▶ [What to do]
Look through the entries and count each line that includes the string "soccer". Reply with the number alone.

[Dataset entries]
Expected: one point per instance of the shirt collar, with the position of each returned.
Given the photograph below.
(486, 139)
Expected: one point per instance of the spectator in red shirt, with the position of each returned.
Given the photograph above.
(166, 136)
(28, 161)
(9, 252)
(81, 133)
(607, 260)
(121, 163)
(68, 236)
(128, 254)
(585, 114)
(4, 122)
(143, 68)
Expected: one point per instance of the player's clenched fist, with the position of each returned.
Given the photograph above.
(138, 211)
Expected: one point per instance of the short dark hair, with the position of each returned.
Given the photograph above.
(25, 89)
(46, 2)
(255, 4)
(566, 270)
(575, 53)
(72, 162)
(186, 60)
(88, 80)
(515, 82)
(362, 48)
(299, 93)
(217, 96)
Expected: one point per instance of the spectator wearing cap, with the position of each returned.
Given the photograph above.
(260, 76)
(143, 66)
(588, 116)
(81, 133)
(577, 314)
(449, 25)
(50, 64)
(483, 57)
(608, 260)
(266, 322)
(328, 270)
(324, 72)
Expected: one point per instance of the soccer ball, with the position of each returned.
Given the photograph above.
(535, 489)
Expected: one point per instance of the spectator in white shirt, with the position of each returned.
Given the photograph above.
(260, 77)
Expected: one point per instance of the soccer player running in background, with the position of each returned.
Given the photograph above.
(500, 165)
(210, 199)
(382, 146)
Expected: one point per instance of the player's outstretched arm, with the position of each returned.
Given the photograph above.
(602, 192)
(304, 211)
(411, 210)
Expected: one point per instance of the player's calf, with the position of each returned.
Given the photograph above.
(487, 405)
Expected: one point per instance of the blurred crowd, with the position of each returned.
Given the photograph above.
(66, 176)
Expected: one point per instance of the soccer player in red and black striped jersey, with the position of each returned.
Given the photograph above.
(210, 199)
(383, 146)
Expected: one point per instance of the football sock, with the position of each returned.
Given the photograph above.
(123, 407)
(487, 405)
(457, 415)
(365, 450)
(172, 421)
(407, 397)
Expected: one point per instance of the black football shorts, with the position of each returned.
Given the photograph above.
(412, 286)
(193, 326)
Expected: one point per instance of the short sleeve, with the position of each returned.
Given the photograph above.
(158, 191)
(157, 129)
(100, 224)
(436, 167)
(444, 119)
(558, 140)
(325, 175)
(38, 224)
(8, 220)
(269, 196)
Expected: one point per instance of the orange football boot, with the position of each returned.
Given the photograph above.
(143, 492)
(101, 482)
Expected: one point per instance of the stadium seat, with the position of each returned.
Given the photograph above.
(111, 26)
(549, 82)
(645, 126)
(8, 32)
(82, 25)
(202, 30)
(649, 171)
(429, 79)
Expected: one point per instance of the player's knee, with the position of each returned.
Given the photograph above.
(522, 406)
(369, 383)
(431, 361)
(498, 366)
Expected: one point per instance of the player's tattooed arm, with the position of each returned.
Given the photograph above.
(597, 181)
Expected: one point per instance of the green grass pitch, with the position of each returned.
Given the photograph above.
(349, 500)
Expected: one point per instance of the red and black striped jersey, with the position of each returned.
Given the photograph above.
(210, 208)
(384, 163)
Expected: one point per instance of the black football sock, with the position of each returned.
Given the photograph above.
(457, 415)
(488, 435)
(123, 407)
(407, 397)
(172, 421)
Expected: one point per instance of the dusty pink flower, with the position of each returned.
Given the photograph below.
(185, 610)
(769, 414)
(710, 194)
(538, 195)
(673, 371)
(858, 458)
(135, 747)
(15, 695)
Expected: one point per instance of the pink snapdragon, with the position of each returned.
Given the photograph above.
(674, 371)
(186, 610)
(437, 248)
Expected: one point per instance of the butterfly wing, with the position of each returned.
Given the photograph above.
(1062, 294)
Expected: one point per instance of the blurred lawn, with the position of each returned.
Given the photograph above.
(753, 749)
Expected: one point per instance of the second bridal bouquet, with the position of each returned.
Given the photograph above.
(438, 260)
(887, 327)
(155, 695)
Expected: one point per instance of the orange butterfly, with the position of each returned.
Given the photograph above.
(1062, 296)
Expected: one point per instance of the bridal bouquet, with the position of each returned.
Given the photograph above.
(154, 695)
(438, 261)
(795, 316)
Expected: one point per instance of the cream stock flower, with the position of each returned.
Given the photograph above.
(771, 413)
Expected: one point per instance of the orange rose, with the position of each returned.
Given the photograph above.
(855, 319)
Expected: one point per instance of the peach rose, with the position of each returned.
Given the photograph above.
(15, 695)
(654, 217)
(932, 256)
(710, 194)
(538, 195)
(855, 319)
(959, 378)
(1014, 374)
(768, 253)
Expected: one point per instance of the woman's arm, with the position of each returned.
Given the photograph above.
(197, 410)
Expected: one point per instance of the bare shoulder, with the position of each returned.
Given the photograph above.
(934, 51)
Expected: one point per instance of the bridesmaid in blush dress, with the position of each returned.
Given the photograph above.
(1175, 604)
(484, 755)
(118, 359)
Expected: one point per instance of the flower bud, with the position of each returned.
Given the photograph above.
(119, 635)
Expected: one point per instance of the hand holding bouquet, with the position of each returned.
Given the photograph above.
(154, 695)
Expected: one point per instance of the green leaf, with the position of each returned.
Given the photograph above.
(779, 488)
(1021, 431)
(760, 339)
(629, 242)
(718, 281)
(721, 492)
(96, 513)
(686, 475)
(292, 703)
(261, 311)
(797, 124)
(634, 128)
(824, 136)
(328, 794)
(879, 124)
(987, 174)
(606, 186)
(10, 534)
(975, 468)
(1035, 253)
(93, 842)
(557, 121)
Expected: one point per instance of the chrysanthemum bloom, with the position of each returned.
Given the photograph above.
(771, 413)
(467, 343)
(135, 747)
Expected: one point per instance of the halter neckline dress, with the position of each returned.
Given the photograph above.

▶ [Task solution]
3